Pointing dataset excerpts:
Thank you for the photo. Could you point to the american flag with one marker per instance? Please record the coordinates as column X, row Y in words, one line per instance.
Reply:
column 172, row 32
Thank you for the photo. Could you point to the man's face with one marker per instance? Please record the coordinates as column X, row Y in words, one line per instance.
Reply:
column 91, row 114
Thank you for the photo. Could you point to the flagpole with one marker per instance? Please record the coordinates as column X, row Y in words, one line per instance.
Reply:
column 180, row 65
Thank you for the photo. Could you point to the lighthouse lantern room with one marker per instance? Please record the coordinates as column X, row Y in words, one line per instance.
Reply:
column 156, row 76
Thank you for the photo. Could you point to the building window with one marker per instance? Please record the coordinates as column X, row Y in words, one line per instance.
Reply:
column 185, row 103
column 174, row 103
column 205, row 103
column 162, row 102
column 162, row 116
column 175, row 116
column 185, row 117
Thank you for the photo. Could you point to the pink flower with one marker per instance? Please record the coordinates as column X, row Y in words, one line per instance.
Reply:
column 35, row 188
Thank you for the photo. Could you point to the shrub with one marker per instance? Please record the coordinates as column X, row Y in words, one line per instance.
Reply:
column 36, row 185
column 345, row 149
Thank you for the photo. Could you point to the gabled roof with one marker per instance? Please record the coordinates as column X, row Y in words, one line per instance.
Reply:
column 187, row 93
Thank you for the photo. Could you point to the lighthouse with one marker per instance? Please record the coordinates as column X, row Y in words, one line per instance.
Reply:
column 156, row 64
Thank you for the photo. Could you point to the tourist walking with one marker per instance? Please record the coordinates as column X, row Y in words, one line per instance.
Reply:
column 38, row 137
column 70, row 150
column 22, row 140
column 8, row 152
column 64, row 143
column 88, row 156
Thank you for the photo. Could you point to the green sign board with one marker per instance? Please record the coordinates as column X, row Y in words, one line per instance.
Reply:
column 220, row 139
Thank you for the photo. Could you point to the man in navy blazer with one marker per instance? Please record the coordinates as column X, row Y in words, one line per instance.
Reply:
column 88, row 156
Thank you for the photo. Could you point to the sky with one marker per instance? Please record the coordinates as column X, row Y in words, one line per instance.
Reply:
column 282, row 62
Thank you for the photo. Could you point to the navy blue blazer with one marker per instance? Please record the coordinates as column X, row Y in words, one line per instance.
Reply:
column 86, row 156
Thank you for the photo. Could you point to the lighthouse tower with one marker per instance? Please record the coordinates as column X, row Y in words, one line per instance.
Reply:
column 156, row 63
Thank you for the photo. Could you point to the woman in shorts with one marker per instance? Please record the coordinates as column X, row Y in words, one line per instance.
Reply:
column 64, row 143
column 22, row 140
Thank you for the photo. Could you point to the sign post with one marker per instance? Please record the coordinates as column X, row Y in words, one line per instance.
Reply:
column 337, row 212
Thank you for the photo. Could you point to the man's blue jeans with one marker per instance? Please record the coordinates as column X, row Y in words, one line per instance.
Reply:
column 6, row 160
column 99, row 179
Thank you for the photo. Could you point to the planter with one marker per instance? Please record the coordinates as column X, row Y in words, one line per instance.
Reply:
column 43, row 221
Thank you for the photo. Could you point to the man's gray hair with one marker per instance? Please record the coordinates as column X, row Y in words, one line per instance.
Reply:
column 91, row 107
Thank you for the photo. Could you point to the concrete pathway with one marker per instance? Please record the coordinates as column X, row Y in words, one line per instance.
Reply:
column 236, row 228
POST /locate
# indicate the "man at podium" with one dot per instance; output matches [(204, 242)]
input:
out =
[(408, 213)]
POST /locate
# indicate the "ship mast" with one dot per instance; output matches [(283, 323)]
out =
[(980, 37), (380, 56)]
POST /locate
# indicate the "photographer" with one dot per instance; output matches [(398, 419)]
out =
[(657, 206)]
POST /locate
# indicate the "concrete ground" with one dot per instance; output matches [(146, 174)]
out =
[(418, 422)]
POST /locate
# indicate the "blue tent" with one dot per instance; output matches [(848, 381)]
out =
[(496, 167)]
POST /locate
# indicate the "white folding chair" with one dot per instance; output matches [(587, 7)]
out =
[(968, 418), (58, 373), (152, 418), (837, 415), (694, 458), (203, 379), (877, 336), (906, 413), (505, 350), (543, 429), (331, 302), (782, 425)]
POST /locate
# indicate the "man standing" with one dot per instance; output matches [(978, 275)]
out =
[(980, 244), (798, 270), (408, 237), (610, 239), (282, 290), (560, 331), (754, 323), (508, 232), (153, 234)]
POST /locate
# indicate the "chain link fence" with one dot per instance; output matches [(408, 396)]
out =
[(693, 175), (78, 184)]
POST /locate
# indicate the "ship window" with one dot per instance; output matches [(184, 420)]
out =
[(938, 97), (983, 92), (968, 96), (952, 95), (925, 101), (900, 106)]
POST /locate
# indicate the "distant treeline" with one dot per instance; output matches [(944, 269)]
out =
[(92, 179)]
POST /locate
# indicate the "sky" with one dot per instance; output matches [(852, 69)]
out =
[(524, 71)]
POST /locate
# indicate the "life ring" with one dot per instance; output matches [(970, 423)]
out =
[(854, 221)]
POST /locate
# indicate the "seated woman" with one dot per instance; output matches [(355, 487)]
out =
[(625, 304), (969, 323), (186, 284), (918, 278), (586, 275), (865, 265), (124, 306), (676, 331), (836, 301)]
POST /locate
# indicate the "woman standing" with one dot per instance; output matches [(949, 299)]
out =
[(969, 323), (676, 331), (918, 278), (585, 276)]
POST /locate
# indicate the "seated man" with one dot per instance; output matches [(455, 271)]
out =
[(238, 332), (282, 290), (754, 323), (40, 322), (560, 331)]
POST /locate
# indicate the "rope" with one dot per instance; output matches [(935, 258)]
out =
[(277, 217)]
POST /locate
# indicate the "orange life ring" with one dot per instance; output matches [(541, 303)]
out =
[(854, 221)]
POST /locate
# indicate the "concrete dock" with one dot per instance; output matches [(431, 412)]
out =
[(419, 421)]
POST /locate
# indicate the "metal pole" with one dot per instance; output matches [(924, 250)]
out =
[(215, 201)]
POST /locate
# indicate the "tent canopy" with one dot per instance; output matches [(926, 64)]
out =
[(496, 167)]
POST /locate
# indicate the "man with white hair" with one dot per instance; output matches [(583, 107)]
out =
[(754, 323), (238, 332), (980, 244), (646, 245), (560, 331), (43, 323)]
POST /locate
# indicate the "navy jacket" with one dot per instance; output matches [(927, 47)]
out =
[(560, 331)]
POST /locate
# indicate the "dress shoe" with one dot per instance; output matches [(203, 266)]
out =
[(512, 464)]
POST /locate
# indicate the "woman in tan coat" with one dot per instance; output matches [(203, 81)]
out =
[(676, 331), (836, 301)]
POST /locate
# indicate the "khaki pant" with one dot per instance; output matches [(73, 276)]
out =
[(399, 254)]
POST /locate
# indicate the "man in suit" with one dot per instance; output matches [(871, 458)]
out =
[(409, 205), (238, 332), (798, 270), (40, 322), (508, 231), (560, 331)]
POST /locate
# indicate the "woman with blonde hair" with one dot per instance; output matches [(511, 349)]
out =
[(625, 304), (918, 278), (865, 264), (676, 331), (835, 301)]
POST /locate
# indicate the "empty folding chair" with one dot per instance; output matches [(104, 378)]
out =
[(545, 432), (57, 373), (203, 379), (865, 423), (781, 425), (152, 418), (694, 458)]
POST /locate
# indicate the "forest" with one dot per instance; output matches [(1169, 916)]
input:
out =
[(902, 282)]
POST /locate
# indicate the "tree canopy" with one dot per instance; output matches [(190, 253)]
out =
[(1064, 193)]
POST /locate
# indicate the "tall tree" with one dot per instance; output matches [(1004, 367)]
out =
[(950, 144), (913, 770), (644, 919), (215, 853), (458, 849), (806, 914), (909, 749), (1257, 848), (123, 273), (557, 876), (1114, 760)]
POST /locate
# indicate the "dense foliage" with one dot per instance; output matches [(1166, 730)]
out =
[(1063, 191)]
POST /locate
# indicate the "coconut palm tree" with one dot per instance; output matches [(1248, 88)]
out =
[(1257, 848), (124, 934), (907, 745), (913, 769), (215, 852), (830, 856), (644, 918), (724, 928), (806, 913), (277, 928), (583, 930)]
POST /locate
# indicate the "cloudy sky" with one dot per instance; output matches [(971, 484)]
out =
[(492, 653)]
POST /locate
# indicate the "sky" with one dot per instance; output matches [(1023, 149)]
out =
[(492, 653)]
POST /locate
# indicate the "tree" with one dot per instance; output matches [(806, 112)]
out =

EXERCISE BRIEF: Reproduce every line verbatim, from the line containing "Thank you for the photo. Could you point to the green" down through the line containing "column 86, row 156", including both of those lines.

REPLY:
Thank you for the photo. Could you point to the green sign board with one marker per instance? Please record the coordinates as column X, row Y in words, one line per instance.
Reply:
column 220, row 139
Thank you for the photo. Could you point to the man in navy blazer with one marker per instance? Please record the coordinates as column X, row Y in words, one line per instance.
Reply:
column 88, row 156
Thank you for the photo. Could you point to the sky with one marker per instance? Please record the coordinates as column X, row Y in words, one line per instance.
Reply:
column 282, row 62
Thank you for the photo. Could you point to the navy blue blazer with one marker per instance? Please record the coordinates as column X, row Y in words, one line per instance.
Reply:
column 86, row 156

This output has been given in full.